**Exercise description**
Write out, character for character, the line containing "of the green" and all lines after it up to the end of the listing.
[Start Data supplied]
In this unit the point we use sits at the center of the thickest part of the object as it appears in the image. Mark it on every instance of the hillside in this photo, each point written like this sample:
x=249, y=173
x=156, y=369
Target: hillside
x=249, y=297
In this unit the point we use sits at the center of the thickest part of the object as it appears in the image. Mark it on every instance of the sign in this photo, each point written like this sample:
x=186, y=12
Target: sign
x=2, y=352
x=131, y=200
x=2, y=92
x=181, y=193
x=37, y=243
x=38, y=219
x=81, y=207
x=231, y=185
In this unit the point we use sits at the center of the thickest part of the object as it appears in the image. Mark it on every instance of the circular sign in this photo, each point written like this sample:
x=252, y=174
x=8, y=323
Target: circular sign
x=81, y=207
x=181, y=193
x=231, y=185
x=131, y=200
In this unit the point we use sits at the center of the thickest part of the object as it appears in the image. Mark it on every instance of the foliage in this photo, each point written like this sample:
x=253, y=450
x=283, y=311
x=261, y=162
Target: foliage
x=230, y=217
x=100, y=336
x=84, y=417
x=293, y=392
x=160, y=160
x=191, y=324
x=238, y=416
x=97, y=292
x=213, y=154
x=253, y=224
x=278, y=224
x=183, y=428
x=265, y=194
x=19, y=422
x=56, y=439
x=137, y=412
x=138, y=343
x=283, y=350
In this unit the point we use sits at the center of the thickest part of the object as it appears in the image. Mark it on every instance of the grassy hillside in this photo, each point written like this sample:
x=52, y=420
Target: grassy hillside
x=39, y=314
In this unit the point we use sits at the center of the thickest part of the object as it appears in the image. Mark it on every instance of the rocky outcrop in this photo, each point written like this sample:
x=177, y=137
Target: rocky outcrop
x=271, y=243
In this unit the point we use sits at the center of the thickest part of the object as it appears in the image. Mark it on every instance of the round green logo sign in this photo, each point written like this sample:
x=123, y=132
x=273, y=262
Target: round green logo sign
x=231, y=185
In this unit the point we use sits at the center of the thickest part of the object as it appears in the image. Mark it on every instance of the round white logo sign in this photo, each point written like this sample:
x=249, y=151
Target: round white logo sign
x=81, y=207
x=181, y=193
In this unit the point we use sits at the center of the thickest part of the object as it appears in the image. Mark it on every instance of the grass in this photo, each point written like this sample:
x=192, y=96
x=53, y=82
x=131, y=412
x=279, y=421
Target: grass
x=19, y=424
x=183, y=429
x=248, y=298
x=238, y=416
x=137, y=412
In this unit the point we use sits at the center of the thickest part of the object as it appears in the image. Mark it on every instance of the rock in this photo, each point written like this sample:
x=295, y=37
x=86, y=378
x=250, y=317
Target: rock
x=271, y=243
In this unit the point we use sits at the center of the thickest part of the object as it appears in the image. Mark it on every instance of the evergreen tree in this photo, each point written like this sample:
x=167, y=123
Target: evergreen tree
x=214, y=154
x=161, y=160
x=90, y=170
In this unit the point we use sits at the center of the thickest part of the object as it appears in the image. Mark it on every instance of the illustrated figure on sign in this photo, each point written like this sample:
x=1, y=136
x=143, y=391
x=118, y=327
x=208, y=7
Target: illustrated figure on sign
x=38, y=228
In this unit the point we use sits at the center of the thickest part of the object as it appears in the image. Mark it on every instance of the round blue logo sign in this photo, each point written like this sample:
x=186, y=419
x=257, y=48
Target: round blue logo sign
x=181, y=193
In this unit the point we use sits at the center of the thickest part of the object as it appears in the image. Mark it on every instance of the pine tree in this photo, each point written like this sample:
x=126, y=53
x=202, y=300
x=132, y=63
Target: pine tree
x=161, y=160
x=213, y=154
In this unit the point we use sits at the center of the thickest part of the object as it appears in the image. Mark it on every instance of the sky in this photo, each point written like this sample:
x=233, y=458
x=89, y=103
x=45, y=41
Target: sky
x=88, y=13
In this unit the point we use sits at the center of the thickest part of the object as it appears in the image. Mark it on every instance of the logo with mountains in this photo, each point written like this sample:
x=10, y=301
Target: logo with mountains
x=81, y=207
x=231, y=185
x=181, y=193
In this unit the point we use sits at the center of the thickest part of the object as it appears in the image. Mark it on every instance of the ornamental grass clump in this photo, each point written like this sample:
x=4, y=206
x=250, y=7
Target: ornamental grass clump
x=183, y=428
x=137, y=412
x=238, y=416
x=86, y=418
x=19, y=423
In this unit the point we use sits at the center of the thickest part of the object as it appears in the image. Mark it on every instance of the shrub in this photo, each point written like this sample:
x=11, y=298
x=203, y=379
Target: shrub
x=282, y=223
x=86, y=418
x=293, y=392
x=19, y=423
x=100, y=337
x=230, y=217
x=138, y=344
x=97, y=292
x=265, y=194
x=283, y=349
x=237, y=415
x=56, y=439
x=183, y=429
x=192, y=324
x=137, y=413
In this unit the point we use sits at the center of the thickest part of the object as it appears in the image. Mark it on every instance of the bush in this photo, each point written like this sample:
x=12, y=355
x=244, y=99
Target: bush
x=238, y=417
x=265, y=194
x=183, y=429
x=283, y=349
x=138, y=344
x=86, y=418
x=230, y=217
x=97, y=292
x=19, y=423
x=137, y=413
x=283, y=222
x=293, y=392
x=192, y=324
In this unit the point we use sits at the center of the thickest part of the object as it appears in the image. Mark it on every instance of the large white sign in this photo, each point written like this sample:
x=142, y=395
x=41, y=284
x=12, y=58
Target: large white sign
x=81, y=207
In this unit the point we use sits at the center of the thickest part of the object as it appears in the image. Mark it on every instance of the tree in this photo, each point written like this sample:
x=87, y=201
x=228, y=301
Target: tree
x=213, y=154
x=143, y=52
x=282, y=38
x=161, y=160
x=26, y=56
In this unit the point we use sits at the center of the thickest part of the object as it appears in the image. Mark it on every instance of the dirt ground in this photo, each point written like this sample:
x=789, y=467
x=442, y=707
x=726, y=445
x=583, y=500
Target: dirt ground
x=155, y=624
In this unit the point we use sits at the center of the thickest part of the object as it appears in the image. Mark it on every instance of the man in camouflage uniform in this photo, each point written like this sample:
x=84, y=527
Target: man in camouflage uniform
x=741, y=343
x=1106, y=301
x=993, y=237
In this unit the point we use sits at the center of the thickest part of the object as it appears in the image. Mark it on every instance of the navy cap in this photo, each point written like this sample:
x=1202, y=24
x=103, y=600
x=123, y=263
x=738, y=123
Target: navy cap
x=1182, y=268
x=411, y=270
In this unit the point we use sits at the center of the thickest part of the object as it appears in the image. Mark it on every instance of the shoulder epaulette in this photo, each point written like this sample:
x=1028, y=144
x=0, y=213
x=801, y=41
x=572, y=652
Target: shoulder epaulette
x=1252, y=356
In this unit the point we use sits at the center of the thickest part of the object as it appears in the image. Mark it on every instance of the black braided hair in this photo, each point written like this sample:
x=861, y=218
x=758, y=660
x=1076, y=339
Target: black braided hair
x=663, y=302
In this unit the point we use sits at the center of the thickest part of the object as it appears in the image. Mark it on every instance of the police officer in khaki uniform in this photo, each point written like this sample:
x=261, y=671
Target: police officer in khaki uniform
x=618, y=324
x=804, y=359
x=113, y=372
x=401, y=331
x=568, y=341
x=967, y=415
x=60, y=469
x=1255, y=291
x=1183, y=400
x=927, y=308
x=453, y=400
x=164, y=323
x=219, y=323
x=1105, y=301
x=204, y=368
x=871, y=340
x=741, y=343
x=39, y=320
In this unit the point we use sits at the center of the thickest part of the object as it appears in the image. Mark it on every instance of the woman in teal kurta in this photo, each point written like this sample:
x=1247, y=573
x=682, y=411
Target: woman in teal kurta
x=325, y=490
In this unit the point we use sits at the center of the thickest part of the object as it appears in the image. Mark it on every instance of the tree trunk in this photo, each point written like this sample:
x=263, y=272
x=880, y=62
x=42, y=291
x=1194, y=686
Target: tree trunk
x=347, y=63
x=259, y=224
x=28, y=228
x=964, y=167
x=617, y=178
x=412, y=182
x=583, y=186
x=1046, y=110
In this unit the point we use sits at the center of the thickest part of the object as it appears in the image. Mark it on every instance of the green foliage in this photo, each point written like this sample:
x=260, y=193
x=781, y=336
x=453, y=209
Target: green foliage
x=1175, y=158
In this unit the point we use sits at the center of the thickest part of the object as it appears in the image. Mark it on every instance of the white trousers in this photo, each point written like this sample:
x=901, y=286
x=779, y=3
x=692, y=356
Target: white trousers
[End Data supplied]
**Exercise answer**
In this unit the point we use sits at the center of the thickest part of the object as it appears in the image. Mark it on every instance of the green foliage in this photo, each point written like this sample:
x=260, y=193
x=781, y=336
x=453, y=209
Target: green foliage
x=1175, y=158
In this unit the point we use sits at the center of the thickest part of the object as it appears in the image. Mark it on every instance of the white trousers in this photo, each point written like this sample:
x=901, y=286
x=779, y=3
x=692, y=356
Target: white trousers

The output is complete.